[Consignes à suivre]
A. D'après le texte sur la règle du 3+2, à combien de joueurs la feuille de match serait-elle limitée ?
B. Rédigez la suite du texte consacré à la règle du 3+2, en reprenant après sa dernière phrase.

[Texte fourni]
* * * * *

La proposition de F3V : adopter la règle du 3+2
Augmenter le nombre de remplaçants dans un match, permettrait une meilleure répartition du temps de jeu entre les joueurs d’une équipe et donc de mieux affronter un calendrier congestionné. Cela aiderait surtout les joueurs ou les équipes confrontés à un calendrier plus chargé que les autres, car tout le monde ne court pas sur la même distance à cause des obligations internationales en club (Ligue des Champions ou C3) ou en sélection (Coupe du Monde ou Championnats Continentaux). On autoriserait un maximum de 5 changements contre 3 actuellement. La feuille de match serait limitée à 16 joueurs, au lieu des 18 généralement autorisés par les instances en compétition officielle (23 maximum, plafond adopté par l’IFAB en 2013). Ce qui nous revient à réformer la loi 3 relative au nombre de joueurs (cf. ci-dessous). Pour éviter de casser le rythme du match, les substitutions des joueurs seraient régulées.
Les 5 remplacements suivraient le schéma suivant :
– 3 en cours de match ;
– 2 pendant la mi-temps du temps réglementaire et éventuellement juste avant le coup d’envoi des prolongations ou de la séance des tirs au but.
Cette idée n’est pas nouvelle, puisqu’elle apparaît dans un ouvrage intitulé « Parlons Football » publié en octobre 2014 et coécrit par Gérard Ernault et Michel Platini(4). Le Président de l’UEFA souhaite faire appliquer ce 3+2 qui lui a été soufflé par Pierre Dréossi, alors manageur du Stade Rennais. Football World Vision s’en était déjà emparé, car une formule similaire (3+3) détaillée par le coach Frédéric Antonetti, figurait déjà dans un livre blanc paru sous l’égide de L’Equipe en 2010(5).
Même en comité légèrement restreint, les remplaçants désignés en tant que tels, seraient cette fois sûrs de participer au même match. On peut par exemple imaginer : 1 gardien, 2 options défensives (1 défenseur et 1 milieu) et 2 options offensives (1 milieu et 1 attaquant), ce qui est quasiment la moitié d’une formation. Certes, la formule actuelle prévoit jusqu’à 12 solutions de rechange, mais n’envisage que 3 options ! Bonjour les cireurs de banc !
Quoi faire de tous ces coiffeurs ?

* * * * *

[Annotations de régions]
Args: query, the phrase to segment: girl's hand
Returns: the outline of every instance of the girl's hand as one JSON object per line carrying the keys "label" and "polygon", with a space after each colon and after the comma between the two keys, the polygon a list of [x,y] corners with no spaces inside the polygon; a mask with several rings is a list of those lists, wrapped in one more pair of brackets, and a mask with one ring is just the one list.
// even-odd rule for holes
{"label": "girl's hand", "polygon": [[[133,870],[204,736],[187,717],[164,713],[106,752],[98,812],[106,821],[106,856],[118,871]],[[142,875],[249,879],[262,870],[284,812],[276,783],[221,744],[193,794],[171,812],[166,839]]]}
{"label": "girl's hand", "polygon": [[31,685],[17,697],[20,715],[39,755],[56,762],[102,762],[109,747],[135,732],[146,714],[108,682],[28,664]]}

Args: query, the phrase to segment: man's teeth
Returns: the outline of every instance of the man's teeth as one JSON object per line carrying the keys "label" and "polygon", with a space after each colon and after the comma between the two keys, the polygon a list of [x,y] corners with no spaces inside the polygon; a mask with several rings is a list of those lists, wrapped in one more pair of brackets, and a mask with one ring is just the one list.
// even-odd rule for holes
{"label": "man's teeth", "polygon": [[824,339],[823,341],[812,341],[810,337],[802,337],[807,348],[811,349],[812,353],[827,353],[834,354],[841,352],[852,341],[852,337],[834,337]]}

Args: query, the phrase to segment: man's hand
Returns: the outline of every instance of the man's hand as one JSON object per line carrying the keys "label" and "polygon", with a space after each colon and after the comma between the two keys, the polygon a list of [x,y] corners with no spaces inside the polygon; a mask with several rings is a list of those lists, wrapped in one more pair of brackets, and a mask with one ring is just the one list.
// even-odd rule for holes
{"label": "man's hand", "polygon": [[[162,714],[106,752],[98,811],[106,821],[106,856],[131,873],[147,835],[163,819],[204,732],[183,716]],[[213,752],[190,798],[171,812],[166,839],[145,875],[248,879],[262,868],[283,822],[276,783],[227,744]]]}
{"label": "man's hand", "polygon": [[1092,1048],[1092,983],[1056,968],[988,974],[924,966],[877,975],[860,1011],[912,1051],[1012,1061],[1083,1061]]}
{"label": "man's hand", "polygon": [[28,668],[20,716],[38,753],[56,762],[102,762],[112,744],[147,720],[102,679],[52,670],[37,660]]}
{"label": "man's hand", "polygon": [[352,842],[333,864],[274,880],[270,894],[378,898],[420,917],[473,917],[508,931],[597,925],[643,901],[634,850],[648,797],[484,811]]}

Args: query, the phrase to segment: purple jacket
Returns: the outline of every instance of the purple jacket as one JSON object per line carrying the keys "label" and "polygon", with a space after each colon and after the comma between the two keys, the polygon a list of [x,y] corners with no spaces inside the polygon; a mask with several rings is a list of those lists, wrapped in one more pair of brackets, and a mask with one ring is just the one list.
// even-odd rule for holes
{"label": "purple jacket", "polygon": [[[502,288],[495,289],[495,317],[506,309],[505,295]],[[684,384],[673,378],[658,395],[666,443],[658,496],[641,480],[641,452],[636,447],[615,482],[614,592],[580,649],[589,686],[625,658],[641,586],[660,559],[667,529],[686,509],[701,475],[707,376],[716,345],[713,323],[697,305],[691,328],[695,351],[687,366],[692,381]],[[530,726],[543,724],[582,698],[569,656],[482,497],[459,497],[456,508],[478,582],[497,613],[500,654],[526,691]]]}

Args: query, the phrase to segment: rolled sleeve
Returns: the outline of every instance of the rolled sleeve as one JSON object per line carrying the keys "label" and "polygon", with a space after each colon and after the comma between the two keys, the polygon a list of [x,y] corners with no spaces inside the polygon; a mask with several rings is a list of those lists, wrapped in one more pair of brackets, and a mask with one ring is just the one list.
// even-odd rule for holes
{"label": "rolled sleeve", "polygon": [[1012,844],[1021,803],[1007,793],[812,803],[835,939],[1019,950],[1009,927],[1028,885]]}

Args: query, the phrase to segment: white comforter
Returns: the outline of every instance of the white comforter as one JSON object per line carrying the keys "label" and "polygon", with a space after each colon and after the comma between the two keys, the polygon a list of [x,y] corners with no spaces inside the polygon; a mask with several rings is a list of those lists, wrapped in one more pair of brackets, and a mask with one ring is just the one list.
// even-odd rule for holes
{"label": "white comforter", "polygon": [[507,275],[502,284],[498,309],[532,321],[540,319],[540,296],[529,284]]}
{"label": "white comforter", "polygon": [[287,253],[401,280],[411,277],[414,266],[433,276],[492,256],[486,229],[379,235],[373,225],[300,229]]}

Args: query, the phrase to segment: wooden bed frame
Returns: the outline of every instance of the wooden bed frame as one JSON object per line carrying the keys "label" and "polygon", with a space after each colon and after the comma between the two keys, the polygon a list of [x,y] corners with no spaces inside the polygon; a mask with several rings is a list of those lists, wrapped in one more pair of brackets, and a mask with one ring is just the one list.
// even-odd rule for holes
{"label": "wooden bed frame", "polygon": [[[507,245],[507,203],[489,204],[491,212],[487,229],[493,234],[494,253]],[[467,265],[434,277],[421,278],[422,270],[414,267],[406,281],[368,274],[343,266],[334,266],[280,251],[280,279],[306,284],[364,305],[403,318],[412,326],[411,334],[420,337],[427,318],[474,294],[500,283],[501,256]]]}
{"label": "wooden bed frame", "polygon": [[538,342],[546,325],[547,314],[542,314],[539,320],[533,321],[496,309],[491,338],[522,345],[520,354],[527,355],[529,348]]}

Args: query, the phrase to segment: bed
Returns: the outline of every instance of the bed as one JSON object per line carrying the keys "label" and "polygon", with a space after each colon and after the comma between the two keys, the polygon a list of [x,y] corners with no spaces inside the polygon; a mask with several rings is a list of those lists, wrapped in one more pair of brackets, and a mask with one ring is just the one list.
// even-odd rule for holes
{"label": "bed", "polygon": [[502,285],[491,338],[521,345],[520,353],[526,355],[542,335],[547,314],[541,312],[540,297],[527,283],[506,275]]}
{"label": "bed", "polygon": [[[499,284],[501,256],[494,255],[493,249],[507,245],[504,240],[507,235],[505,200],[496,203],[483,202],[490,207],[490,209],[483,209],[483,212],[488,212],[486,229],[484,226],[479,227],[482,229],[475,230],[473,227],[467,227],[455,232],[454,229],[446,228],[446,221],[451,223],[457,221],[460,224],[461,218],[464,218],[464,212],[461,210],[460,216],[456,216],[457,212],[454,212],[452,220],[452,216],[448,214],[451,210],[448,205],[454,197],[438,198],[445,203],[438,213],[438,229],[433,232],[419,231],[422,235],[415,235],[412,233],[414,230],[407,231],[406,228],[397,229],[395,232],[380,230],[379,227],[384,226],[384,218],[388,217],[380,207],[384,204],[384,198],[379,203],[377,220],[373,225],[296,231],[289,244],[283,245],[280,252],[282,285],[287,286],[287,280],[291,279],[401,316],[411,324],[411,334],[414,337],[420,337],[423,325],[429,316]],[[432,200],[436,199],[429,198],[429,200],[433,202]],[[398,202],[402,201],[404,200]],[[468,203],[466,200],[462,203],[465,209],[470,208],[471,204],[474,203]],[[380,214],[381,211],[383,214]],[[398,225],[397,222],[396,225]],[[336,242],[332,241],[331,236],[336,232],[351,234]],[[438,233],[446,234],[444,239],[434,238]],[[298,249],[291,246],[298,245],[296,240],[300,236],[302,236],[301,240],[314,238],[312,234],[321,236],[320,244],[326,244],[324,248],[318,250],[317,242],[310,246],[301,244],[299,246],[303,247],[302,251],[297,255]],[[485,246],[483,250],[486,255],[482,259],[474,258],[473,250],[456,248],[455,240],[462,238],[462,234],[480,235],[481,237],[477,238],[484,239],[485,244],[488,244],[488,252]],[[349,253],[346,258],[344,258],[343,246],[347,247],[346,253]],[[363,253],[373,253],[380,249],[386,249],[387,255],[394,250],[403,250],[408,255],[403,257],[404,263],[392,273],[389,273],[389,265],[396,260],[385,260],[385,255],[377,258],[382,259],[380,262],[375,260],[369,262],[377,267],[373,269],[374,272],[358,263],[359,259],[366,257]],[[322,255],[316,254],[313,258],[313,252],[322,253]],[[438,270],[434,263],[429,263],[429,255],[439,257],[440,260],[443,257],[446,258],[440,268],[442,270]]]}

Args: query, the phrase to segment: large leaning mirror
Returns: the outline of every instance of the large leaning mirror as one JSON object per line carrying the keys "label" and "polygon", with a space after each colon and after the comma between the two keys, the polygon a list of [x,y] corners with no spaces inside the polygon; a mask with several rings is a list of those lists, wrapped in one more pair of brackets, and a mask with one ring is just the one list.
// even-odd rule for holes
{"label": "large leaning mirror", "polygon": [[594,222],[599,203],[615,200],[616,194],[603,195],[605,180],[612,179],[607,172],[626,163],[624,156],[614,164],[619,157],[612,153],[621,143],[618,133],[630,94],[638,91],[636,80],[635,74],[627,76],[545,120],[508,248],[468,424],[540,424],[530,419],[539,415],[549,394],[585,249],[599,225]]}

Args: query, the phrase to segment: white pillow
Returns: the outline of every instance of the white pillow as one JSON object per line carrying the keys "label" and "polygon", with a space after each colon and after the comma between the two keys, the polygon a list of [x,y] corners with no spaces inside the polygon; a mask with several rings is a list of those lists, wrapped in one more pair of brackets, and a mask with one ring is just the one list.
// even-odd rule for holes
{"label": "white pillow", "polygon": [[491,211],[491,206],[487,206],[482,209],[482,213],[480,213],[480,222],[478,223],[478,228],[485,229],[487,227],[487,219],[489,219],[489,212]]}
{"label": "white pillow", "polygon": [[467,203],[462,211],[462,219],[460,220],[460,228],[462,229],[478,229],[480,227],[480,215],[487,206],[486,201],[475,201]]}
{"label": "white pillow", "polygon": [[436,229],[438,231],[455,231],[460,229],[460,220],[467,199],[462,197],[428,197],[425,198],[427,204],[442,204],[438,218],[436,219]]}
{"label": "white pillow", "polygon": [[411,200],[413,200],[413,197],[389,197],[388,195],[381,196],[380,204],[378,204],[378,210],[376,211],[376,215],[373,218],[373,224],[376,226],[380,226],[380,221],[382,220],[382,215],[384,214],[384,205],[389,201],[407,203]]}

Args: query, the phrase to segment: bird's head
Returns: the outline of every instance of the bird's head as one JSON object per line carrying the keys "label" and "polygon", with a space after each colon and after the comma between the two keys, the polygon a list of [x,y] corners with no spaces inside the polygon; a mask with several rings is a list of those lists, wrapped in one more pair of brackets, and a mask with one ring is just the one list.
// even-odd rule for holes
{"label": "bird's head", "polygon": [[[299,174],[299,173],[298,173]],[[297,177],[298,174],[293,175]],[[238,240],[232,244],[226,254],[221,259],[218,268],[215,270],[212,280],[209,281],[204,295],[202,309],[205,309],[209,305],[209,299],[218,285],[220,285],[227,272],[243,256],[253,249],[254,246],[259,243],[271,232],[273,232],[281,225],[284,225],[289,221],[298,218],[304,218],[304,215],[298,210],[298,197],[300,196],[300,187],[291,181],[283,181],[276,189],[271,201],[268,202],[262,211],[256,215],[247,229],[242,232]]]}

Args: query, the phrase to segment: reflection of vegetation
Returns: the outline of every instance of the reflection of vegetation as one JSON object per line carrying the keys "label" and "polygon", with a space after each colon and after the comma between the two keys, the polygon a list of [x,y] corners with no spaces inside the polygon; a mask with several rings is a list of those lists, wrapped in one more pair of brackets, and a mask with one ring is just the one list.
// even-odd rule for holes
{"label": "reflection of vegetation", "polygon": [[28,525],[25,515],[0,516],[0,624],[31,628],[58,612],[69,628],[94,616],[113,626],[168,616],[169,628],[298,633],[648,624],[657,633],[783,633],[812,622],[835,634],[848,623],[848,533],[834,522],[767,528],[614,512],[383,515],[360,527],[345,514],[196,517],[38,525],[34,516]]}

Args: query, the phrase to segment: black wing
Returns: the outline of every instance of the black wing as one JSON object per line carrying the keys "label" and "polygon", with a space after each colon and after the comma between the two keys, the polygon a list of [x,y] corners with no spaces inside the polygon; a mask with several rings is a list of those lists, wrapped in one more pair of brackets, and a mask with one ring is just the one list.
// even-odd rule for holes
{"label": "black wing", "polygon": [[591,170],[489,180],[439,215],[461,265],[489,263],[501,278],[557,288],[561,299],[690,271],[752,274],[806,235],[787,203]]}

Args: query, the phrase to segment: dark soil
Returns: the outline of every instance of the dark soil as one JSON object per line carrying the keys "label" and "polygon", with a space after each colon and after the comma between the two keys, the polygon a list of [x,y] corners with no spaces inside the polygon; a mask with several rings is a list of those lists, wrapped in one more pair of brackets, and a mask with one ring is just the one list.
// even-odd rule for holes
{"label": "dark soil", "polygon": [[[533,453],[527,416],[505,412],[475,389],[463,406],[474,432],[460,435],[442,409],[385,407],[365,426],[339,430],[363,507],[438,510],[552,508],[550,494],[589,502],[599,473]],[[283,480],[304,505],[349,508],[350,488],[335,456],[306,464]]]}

* * * * *

[En réponse]
A. À 16 joueurs.

B.
Attention, le 3+2 ne serait appliqué qu’en compétition officielle, y compris chez les amateurs qui parfois respectent d’autres règles (les joueurs remplacés ont par exemple le droit de revenir sur le terrain). Comme le souligne la loi 3, un plus grand nombre de joueurs pourrait accéder au terrain. Cette dérogation serait accordée aux matches amicaux (sauf les sélections), aux épreuves assimilées en tant que telles (foot diversifié, etc.) et aux catégories spécifiques (vétérans, jeunes de moins de 16 ans, handicapés voir le préambule des Lois du Jeu(6)), La feuille de match serait toutefois limitée à 22 joueurs et un maximum de 11 changements seraient autorisés. Pour aérer la partie, les roulements seraient régulés : six en cours de matches et cinq durant la mi-temps, ou avant les prolongations ou avant les tirs au but. Un joueur remplacé pourrait revenir sur le terrain de jeu pour prendre la place d’un coéquipier mais son retour serait compté comme un remplacement. Une partie de la loi serait amendée comme suit (cf. ci-dessous) :
Réforme de la loi 3 (Nombre de joueurs)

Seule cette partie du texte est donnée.